_Opdrachten en oefeningen_.
#1 Vat de tekst over het Zuid-Afrikaanse stekelvarken samen in twee zinnen.
#2 Welke afstand kan het stekelvarken volgens de tekst over het Zuid-Afrikaanse stekelvarken 's nachts afleggen op zoek naar voedsel?
#3 Leg in één of twee zinnen uit waarom het stekelvarken volgens de tekst over het Zuid-Afrikaanse stekelvarken zijn stekelige wapentuig heeft.

_Te lezen fragment_.

Zuid-Afrikaans stekelvarken
Groep : op het land levende
zoogdieren
Met
zijn typische zwart-witte kam van pennen en
lange stekels die hij desgewenst kan opzetten,
kan het Zuid-Afrikaanse stekelvarken er
angstaanjagend uitzien. Toch is dit grote
knaagdier van nature vrij traag en log. Omdat
hij niet snel weg kan komen, heeft hij zijn
stekelige wapentuig om zich tegen roofdieren te
verdedigen. Hij gaat vooral tijdens de nacht op
stap en kan dan wel vijftien kilometer afleggen
op zoek naar voedsel, iets wat hij alleen, in
paren of zelfs in kleine groepen doet. Soms
wordt hij ook overdag waargenomen, al rust hij
dan meestal uit in holtes, scheuren of holen.

_Gegeven records_.
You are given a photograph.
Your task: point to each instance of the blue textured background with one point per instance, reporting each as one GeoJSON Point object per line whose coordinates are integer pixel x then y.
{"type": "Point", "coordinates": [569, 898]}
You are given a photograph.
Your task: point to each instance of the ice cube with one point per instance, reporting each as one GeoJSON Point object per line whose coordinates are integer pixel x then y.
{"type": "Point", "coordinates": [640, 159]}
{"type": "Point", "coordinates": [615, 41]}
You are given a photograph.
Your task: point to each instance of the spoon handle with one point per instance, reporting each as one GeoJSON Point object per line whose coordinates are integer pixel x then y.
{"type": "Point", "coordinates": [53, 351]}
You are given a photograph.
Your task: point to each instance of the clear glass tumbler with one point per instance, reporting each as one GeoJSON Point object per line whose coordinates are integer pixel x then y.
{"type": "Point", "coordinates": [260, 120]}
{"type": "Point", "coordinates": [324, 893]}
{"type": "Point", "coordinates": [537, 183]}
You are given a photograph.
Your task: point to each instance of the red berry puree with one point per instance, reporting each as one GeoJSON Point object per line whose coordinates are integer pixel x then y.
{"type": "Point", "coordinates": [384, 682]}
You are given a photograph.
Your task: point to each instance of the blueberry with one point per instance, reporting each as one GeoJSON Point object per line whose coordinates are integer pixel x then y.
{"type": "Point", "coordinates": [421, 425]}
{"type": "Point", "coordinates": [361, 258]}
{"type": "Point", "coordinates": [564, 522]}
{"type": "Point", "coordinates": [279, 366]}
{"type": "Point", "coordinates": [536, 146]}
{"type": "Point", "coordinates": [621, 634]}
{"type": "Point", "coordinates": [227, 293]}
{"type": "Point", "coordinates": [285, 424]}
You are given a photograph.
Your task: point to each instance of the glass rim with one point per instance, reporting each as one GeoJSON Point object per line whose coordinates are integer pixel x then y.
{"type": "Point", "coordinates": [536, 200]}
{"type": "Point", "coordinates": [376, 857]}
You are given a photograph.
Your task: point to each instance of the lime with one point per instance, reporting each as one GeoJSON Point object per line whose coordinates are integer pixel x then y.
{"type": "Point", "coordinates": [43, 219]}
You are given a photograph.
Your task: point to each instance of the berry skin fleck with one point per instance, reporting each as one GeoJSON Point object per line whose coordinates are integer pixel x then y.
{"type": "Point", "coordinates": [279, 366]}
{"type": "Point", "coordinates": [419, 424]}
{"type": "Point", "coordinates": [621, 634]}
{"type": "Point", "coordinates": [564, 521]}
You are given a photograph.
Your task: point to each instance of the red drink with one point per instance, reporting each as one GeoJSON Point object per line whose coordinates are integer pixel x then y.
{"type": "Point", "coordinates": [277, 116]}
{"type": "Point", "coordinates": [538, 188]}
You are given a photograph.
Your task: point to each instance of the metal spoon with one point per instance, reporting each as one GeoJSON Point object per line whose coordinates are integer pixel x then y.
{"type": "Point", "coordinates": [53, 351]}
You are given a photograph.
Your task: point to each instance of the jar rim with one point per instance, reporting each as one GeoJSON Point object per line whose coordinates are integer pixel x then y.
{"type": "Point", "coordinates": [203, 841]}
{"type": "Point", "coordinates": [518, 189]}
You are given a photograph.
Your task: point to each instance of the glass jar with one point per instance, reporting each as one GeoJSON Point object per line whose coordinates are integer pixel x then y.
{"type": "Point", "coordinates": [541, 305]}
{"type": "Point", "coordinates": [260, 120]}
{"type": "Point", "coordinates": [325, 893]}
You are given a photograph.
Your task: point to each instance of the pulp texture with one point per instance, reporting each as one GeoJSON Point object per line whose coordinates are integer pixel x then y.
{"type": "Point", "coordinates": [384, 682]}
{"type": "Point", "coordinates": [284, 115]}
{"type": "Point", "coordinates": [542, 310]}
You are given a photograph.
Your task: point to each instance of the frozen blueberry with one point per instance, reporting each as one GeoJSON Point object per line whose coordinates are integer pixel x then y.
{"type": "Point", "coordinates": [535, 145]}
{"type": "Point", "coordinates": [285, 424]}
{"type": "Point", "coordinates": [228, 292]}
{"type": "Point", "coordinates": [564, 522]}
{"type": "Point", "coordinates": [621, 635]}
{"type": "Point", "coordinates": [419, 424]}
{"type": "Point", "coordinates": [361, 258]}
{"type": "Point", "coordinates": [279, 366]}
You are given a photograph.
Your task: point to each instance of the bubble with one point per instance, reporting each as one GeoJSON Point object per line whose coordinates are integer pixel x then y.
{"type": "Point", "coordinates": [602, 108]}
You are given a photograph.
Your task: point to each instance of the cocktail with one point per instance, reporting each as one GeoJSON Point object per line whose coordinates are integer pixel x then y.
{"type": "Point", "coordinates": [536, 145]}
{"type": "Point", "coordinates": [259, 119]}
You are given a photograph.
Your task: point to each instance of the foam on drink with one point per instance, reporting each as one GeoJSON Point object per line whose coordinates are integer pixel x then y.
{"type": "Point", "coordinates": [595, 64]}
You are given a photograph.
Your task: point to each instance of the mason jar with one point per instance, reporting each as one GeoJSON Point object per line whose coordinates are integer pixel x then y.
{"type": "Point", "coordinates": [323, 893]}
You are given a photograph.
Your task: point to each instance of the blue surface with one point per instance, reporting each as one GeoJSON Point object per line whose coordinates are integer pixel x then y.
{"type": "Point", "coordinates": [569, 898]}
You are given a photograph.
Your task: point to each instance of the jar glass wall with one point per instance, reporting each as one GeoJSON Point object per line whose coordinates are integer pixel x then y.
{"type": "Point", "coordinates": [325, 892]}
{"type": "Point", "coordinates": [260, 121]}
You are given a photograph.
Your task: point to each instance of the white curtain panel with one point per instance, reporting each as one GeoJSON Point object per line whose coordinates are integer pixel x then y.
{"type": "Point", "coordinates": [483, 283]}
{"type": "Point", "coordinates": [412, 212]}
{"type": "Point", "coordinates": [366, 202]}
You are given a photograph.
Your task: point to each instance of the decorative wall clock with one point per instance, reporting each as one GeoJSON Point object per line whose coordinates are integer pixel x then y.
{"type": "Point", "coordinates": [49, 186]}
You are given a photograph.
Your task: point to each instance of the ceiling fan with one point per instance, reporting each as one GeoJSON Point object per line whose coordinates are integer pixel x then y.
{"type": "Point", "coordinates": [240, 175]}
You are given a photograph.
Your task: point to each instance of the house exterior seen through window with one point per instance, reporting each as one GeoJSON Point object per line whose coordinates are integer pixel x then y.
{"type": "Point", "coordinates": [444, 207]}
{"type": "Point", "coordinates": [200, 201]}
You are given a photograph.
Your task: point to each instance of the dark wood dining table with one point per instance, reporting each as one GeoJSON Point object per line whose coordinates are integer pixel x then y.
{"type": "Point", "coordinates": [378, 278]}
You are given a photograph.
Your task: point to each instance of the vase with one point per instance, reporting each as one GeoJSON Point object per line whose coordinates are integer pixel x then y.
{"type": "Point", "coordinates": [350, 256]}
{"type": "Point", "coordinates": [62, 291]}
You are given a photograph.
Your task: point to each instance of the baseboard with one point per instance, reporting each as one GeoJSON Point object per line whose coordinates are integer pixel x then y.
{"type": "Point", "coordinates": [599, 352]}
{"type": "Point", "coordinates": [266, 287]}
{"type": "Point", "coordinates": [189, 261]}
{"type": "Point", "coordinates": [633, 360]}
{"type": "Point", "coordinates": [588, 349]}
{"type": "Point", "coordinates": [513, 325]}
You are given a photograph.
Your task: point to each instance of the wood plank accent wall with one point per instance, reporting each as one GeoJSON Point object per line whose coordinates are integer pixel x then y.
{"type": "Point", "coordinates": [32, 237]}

_Antwoorden per nummer_.
#1 Het Zuid-Afrikaanse stekelvarken kan er met zijn zwart-witte kam van pennen en opzetbare stekels angstaanjagend uitzien, maar dit grote knaagdier is van nature traag en log en verdedigt zich met zijn stekels tegen roofdieren. Het gaat vooral 's nachts op stap en legt dan alleen, in paren of in kleine groepen soms wel vijftien kilometer af op zoek naar voedsel.

#2 Wel vijftien kilometer.

#3 Het dier is van nature traag en log en kan niet snel wegkomen. Daarom verdedigt het zich met zijn stekels tegen roofdieren.